■ **Supplied text**:
* * * * *

The United Nations Working Group on Arbitrary Detention has found the Government of Togo violated international human rights law by imprisoning Irish national and businessman Abdoul Aziz Goma. Responding to a legal petition filed by Freedom Now and the law firm McKool Smith, the UN concluded that there was no legal basis for Goma’s arrest and that his rights to assembly, association, and a fair trial were infringed.
“We welcome the Working Group’s decision,” Freedom Now Legal Officer Adam Lhedmat said. “Abdoul Aziz Goma has spent nearly five years in prison without a trial, while repeatedly being subjected to reprehensible acts of torture and mistreatment. We call on the government to abide by the Working Group’s decision and release him immediately.”
Prior to his arrest, Goma made regular business visits to Togo. His most recent trip was in November 2018. On December 19, 2018, Goma received an unexpected call from a friend residing in Accra, Ghana requesting help for eight young people who had traveled from Accra to Lomé, Togo and were stranded as they were unable to reach their local contact. Although Goma did not know these individuals, he decided to help them and contacted a friend who agreed to take them in. He also provided them with money to assist in their return to Ghana. Goma later learned that the individuals were originally from Togo and were in Lomé to participate in a peaceful protest march surrounding the then-upcoming elections. However, the protest never occurred due to a government crackdown. The eight individuals finally reached their local contact the following evening and moved to a hotel. Goma never saw them again.

* * * * *

■ **Problems**:
1 > Convert the entries below, from the line containing "Target: open steppe" through the end of the entries, into a JSON list of strings with one string per line and blank lines omitted.
2 > Continue the article on Abdoul Aziz Goma's imprisonment in Togo from its last sentence.

* * * * *

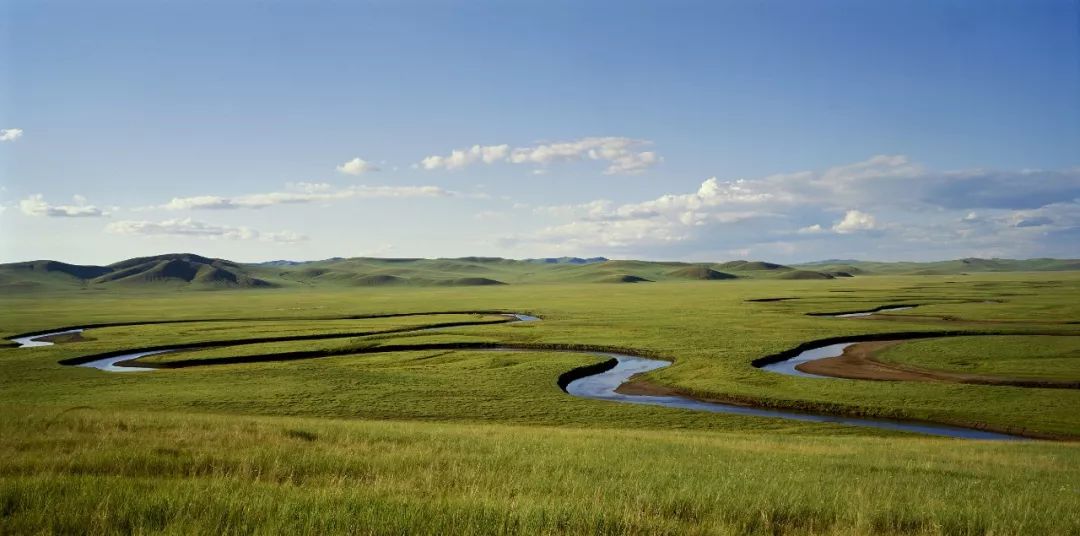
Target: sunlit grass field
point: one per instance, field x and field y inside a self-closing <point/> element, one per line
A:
<point x="471" y="441"/>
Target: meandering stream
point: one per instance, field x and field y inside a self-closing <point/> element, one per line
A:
<point x="603" y="386"/>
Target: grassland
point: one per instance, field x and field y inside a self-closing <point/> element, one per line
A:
<point x="1018" y="357"/>
<point x="486" y="442"/>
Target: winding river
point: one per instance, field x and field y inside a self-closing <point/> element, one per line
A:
<point x="603" y="385"/>
<point x="788" y="365"/>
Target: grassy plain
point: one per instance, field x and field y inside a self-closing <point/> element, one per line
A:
<point x="1016" y="357"/>
<point x="486" y="442"/>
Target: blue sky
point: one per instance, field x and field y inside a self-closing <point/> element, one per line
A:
<point x="785" y="131"/>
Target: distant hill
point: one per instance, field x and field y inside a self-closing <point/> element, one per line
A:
<point x="970" y="265"/>
<point x="189" y="271"/>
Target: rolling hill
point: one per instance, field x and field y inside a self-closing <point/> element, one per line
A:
<point x="189" y="271"/>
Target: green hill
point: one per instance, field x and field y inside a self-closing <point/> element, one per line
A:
<point x="184" y="270"/>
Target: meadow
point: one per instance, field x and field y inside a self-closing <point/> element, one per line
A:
<point x="474" y="441"/>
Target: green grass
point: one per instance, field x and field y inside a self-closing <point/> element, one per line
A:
<point x="102" y="472"/>
<point x="486" y="442"/>
<point x="1017" y="357"/>
<point x="188" y="272"/>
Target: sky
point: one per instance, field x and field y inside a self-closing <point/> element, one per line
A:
<point x="784" y="131"/>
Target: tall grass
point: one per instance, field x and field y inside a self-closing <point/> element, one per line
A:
<point x="135" y="472"/>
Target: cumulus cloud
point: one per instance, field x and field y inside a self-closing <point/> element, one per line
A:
<point x="36" y="205"/>
<point x="784" y="214"/>
<point x="622" y="153"/>
<point x="356" y="166"/>
<point x="188" y="227"/>
<point x="462" y="158"/>
<point x="854" y="222"/>
<point x="305" y="192"/>
<point x="10" y="134"/>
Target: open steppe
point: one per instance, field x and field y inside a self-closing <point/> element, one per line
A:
<point x="454" y="438"/>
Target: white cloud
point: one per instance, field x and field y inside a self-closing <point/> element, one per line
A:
<point x="462" y="158"/>
<point x="10" y="134"/>
<point x="304" y="192"/>
<point x="188" y="227"/>
<point x="36" y="205"/>
<point x="934" y="209"/>
<point x="854" y="222"/>
<point x="621" y="153"/>
<point x="356" y="166"/>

* * * * *

■ **Answers to the tasks**:
1 >
[
  "Target: open steppe",
  "point: one per instance, field x and field y inside a self-closing <point/> element, one per line",
  "A:",
  "<point x=\"454\" y=\"438\"/>",
  "Target: white cloud",
  "point: one per instance, field x and field y inside a self-closing <point/> element, one per line",
  "A:",
  "<point x=\"462\" y=\"158\"/>",
  "<point x=\"10\" y=\"134\"/>",
  "<point x=\"304\" y=\"192\"/>",
  "<point x=\"188\" y=\"227\"/>",
  "<point x=\"36\" y=\"205\"/>",
  "<point x=\"934\" y=\"209\"/>",
  "<point x=\"854\" y=\"222\"/>",
  "<point x=\"621\" y=\"153\"/>",
  "<point x=\"356\" y=\"166\"/>"
]

2 >
On the evening of December 21, 2018 Goma was arrested on the streets of Lomé by a group of armed men in plain clothes, later revealed to be members of the Special Intervention Unit of the Gendarmerie (U.S.I.G). The armed men assaulted and then handcuffed Goma and his companions. They were taken to the headquarters of the special police where they were again physically assaulted and continued to be mistreated into the next day. Goma was handcuffed to a car and then a tree and beaten until he vomited blood and passed out. He ensured repeated beatings and torture for two weeks.
Goma appeared before the public prosecutor 10 days after his arrest and informed of the charges against him, which included aggravated disturbance of public order, willful destruction of public property, criminal conspiracy, and undermining the internal security of the State, but was not presented to a judge for another two weeks. The charges of destruction of public property and undermining state security were later dropped. At no time during these events did Goma have access to an attorney or contact with his relatives.
In October 2020, nearly two years after his arrest, Goma was granted his first access to lawyers, who requested provisional release. This request was denied by the court without any justification. The court subsequently ordered an official inquiry into Goma’s allegations of torture, which nearly two and a half years later has still not taken place.
On January 20, 2022, Goma was transferred from a secret prison at the National Gendarmerie of Lomé, where he was held since June 2020, back to the Civil Prison of Lomé, where he remains incarcerated. The Civil Prison of Lomé is meant to house 600 prisoners, but is currently home to more than 2,000. During his detention, Goma was typically only fed once per day and often not at all.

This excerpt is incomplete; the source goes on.